[Text excerpt]
········
Diabetes can cause various complications, bring severe physical and psychological distress to patients, and bring a huge burden to the healthcare system. And it tends to be undiagnosed due to the lack of specific symptoms. However, screening for diabetes through oral glucose tolerance test may increase the yield and economic efficiency of screening56. In this study, we used the LASSO model with relatively good predictive performance to construct the nomogram. And we provided a corresponding formula to calculate the risk of diabetes based on risk predictors, which could help clinicians accurately identify individuals at high risk for diabetes, guide them in timely diabetes screening, and avoid the costs and efforts of prevention and treatment in low-risk groups. And our nomogram underestimated the 3-year risk of diabetes, so the individuals at high risk of developing diabetes identified by our nomogram are indeed at higher risk. Our nomogram items are routine clinical variables readily available to clinicians, thus allowing the nomogram to be easily adopted in practice. Furthermore, the nomogram's predictive performance was high both in the internal and external validation, which suggests its high generalizability. Notably, there were subtle differences between the AUC of our model and that of internal and external validation models. AUC of the external validation model was slightly smaller than the AUC of our nomogram (AUC = 0.849 vs. AUC = 0.913). The difference may come from the following: (1) the study populations were different, our study was performed on the Chinese, and the validation dataset was from Japanese. (2) Participants with FPG ≥ 6.1 mmol/L were excluded from the external validation cohort. (3) The outcome of the external validation cohort was T2DM. However, we could not distinguish between type 1, type 2, and other diabetes types in our model. (4) Diabetes was diagnosed as HbA1c ≥ 6.5%, FPG ≥ 7 mmol/L, or self-reported in the external validation cohort. However, the definitions of diabetes in our nomogram did not include HbA1c ≥ 6.5%. For sensitivity analysis, the AUC for the original study's overall population was close to that of our nomogram (AUC = 0.918 vs. AUC = 0.913), which showed that our study participants could represent the general population.

The risk predictors included in our nomogram were age, BMI, SBP, FPG and TG, which were also included in previous diabetes risk prediction models. Venerable age is a nonmodifiable risk factor for developing diabetes57. Aging pancreatic β cells result in the decline of glucose sensitivity and insulin secretory defects58. Age-related glucose intolerance is usually accompanied by insulin resistance and β-cell dysfunction59. Obesity could increase the fat content of the liver and pancreas, which affect the function of pancreatic β cells60. Besides, obesity leads to metabolic derangements and adipose organ dysfunction, leading to insulin resistance61. Hypertension and diabetes are often concurrent. The substantial mediators could involve inflammation, oxidative stress, endothelial dysfunction, and insulin resistance62. FPG is an independent risk factor of the onset of diabetes, and people with relatively high FPG had a higher risk score of diabetes in our nomogram. It may be that FPG is closely related to insulin response and insulin sensitivity63. Dyslipidemia and diabetes often co-exist in the same individual. As an endocrine organ, adipose tissue can affect glucose and lipids' metabolism, and TG is the most abundant lipid in adipose tissue64. Excess fatty tissue can release many lipid metabolites, proinflammatory cytokines, and cellular stress, which mediate insulin resistance65. Therefore, the application of the five risk predictors in our models is well-founded.
········
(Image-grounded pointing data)
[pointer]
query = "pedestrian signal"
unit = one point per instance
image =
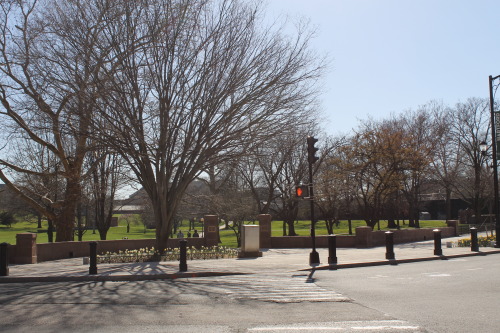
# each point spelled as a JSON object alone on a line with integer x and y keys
{"x": 302, "y": 191}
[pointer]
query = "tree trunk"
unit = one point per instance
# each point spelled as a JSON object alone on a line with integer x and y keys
{"x": 39, "y": 221}
{"x": 448, "y": 204}
{"x": 65, "y": 221}
{"x": 103, "y": 234}
{"x": 391, "y": 224}
{"x": 291, "y": 228}
{"x": 50, "y": 230}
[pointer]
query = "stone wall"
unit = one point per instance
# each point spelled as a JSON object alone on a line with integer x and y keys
{"x": 27, "y": 251}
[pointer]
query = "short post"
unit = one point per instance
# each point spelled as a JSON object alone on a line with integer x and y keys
{"x": 183, "y": 256}
{"x": 93, "y": 258}
{"x": 389, "y": 245}
{"x": 332, "y": 249}
{"x": 4, "y": 259}
{"x": 437, "y": 242}
{"x": 474, "y": 245}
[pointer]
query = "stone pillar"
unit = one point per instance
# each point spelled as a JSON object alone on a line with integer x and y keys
{"x": 250, "y": 245}
{"x": 211, "y": 230}
{"x": 364, "y": 237}
{"x": 454, "y": 224}
{"x": 265, "y": 230}
{"x": 26, "y": 248}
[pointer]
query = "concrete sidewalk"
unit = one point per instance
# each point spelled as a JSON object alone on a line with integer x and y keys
{"x": 272, "y": 261}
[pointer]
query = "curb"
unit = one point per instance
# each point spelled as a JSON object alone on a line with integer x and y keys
{"x": 103, "y": 278}
{"x": 180, "y": 275}
{"x": 399, "y": 261}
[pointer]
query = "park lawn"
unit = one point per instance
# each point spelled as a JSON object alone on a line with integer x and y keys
{"x": 228, "y": 238}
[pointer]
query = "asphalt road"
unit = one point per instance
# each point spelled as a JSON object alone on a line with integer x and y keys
{"x": 253, "y": 303}
{"x": 460, "y": 295}
{"x": 438, "y": 296}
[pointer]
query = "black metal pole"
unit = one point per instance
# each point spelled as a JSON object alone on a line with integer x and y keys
{"x": 474, "y": 245}
{"x": 183, "y": 256}
{"x": 438, "y": 251}
{"x": 93, "y": 258}
{"x": 314, "y": 256}
{"x": 332, "y": 249}
{"x": 495, "y": 164}
{"x": 389, "y": 245}
{"x": 4, "y": 259}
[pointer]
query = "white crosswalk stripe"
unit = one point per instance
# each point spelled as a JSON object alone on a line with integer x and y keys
{"x": 275, "y": 288}
{"x": 344, "y": 326}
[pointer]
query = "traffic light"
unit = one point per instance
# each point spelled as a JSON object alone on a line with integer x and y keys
{"x": 311, "y": 150}
{"x": 302, "y": 191}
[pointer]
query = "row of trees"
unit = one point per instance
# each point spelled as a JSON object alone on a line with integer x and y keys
{"x": 96, "y": 94}
{"x": 380, "y": 171}
{"x": 158, "y": 91}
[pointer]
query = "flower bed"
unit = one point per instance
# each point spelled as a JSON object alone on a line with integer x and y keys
{"x": 150, "y": 255}
{"x": 482, "y": 241}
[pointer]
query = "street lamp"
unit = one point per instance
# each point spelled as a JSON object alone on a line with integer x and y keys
{"x": 494, "y": 139}
{"x": 483, "y": 147}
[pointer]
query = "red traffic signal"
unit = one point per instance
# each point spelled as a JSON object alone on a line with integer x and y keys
{"x": 311, "y": 150}
{"x": 302, "y": 191}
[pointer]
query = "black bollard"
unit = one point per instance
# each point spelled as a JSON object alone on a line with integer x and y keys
{"x": 4, "y": 259}
{"x": 332, "y": 250}
{"x": 93, "y": 258}
{"x": 474, "y": 245}
{"x": 183, "y": 256}
{"x": 437, "y": 242}
{"x": 389, "y": 245}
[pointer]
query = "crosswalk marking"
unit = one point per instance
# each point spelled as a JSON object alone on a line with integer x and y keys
{"x": 274, "y": 288}
{"x": 343, "y": 326}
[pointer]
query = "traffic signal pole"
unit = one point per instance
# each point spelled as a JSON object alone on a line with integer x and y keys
{"x": 312, "y": 158}
{"x": 314, "y": 255}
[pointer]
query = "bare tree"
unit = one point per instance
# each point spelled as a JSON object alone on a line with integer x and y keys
{"x": 202, "y": 81}
{"x": 471, "y": 125}
{"x": 50, "y": 65}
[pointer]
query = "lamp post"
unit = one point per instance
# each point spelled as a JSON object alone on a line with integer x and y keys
{"x": 484, "y": 147}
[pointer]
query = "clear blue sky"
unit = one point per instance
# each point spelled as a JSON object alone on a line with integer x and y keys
{"x": 387, "y": 56}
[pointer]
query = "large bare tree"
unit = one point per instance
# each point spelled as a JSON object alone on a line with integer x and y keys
{"x": 203, "y": 81}
{"x": 52, "y": 55}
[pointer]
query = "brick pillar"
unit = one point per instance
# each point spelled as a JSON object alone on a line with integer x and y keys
{"x": 211, "y": 230}
{"x": 364, "y": 237}
{"x": 265, "y": 230}
{"x": 26, "y": 248}
{"x": 454, "y": 224}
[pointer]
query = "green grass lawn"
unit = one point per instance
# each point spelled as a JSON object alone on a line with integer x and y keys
{"x": 228, "y": 237}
········
[Exercise A]
In the discussion of the diabetes risk nomogram, condense the paragraph beginning "The risk predictors included in our nomogram" into a bulleted list that keeps its main facts.
[Exercise B]
Continue the discussion of the diabetes risk nomogram, starting after its final sentence.

[Final answer A]
- The nomogram uses five risk predictors, all also found in earlier diabetes risk models: age, BMI, SBP, FPG and TG.
- Age: a nonmodifiable risk factor. Aging pancreatic β cells lose glucose sensitivity and develop insulin secretory defects. Age-related glucose intolerance usually comes with insulin resistance and β-cell dysfunction.
- BMI (obesity): raises fat content in the liver and pancreas, which affects β-cell function. It also causes metabolic derangements and adipose organ dysfunction that lead to insulin resistance.
- SBP (hypertension): often occurs alongside diabetes. Likely mediators include inflammation, oxidative stress, endothelial dysfunction and insulin resistance.
- FPG: an independent risk factor for diabetes onset, and higher FPG gave a higher risk score in the nomogram. This may reflect its close link to insulin response and sensitivity.
- TG (dyslipidemia): often co-exists with diabetes. TG is the most abundant lipid in adipose tissue, which acts as an endocrine organ affecting glucose and lipid metabolism. Excess fat releases lipid metabolites, proinflammatory cytokines and cellular stress that mediate insulin resistance.
- Conclusion: using these five predictors is well-founded.

[Final answer B]
There are some strengths in the present study, as follows: (1) The present study has a large sample size, and participants were from multiple centers. (2) We established four prediction models, including the LASSO model, full model, stepwise, and MFP models. And we selected the simplest LASSO model with relatively good prediction performance to construct the nomogram to ensure clinical practicability. (3) We provided a formula to calculate the risk of diabetes based on risk predictors, which helps clinicians quickly and accurately calculate the individual’s risk of developing diabetes and provide external verification information for other similar studies. (4) Our decision curve analysis demonstrated the nomogram's clinical use and could avoid performing additional diabetes screenings (such as OGTT) for individuals with low-risk diabetes. (5) We performed both internal and external validation to ensure the reliability of the results. (6) As this was a retrospective cohort study, it decreased the risk of selection bias and message bias.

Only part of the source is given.